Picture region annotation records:
════════════════════

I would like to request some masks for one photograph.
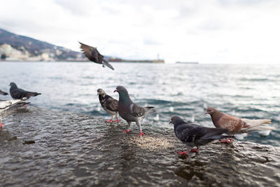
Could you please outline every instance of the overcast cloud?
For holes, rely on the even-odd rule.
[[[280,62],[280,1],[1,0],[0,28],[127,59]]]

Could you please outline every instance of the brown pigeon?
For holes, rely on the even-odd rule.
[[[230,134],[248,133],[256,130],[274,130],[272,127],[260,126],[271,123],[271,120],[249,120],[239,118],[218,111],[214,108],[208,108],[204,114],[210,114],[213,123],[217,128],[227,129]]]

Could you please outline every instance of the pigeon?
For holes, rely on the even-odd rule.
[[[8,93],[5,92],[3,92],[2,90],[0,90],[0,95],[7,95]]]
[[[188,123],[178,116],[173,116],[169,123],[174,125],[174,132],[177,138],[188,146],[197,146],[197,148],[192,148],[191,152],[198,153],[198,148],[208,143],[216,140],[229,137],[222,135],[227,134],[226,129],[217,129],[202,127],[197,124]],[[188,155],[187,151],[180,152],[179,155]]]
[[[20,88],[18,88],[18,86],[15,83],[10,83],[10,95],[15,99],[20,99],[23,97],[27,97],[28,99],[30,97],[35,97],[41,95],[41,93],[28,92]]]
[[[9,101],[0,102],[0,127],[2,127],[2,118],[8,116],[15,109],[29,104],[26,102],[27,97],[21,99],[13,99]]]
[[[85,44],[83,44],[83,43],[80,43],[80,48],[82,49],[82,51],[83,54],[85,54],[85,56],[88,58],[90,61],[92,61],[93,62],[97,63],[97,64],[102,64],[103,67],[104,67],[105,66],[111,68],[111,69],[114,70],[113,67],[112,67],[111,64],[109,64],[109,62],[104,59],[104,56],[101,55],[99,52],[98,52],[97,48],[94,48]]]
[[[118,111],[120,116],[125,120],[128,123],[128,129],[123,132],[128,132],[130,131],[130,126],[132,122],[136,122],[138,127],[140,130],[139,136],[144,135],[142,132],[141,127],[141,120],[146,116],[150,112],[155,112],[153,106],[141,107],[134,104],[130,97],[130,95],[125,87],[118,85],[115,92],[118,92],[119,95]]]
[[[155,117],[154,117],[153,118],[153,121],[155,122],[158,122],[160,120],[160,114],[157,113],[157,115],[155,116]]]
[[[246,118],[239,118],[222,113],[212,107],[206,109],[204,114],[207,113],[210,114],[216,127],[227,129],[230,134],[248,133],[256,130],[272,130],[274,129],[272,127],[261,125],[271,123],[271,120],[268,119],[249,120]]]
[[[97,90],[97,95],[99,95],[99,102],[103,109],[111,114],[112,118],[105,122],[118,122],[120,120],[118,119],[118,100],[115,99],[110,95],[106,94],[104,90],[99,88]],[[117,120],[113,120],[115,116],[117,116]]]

════════════════════

> _Exercise instructions_
Retype all of the records above word for word, leaving out the pictures.

> _Output of the exercise_
I would like to request some masks for one photograph.
Could you please outline every instance of the overcast cloud?
For holes, rely on the even-odd rule.
[[[280,62],[280,1],[1,0],[0,28],[127,59]]]

Could you please outline every instance of the brown pigeon?
For holes, rely on the even-odd rule.
[[[230,134],[248,133],[256,130],[274,130],[272,127],[260,126],[271,123],[271,120],[249,120],[239,118],[218,111],[214,108],[208,108],[204,114],[210,114],[213,123],[217,128],[227,129]]]

Could you please outline every instance of the pigeon?
For holes, rely on the even-odd rule.
[[[8,93],[5,92],[3,92],[2,90],[0,90],[0,95],[7,95]]]
[[[188,123],[178,116],[173,116],[169,123],[174,125],[174,132],[177,138],[188,146],[197,146],[197,148],[192,148],[191,152],[198,153],[198,148],[208,143],[216,140],[229,137],[222,135],[227,134],[226,129],[217,129],[202,127],[197,124]],[[188,155],[187,151],[180,152],[179,155]]]
[[[20,88],[18,88],[18,86],[15,83],[10,83],[10,95],[15,99],[20,99],[23,97],[27,97],[28,99],[30,97],[35,97],[41,95],[41,93],[28,92]]]
[[[9,101],[0,102],[0,127],[2,127],[2,118],[8,116],[15,109],[29,104],[26,102],[27,97],[21,99],[13,99]]]
[[[85,44],[83,44],[83,43],[80,43],[80,48],[82,49],[82,51],[83,54],[85,54],[85,56],[88,58],[90,61],[92,61],[93,62],[97,63],[97,64],[102,64],[103,67],[104,67],[105,66],[111,68],[111,69],[114,70],[113,67],[112,67],[111,64],[109,64],[109,62],[104,59],[104,56],[101,55],[99,52],[98,52],[97,48],[94,48]]]
[[[118,111],[120,116],[125,120],[128,123],[128,129],[123,132],[128,132],[130,131],[130,126],[132,122],[136,122],[138,127],[140,130],[139,136],[144,135],[142,132],[141,127],[141,120],[146,116],[150,112],[155,112],[153,106],[141,107],[134,104],[130,97],[130,95],[125,87],[118,85],[115,92],[118,92],[119,95]]]
[[[155,117],[154,117],[153,118],[153,121],[155,122],[158,122],[160,120],[160,114],[157,113],[157,115],[155,116]]]
[[[246,118],[239,118],[222,113],[212,107],[206,109],[204,114],[207,113],[210,114],[216,127],[227,129],[230,134],[248,133],[256,130],[272,130],[274,129],[272,127],[261,125],[271,123],[271,120],[268,119],[249,120]]]
[[[97,90],[97,95],[99,95],[99,102],[103,109],[111,114],[112,118],[105,122],[118,122],[120,120],[118,119],[118,100],[115,99],[110,95],[106,94],[104,90],[99,88]],[[117,120],[113,120],[115,116],[117,116]]]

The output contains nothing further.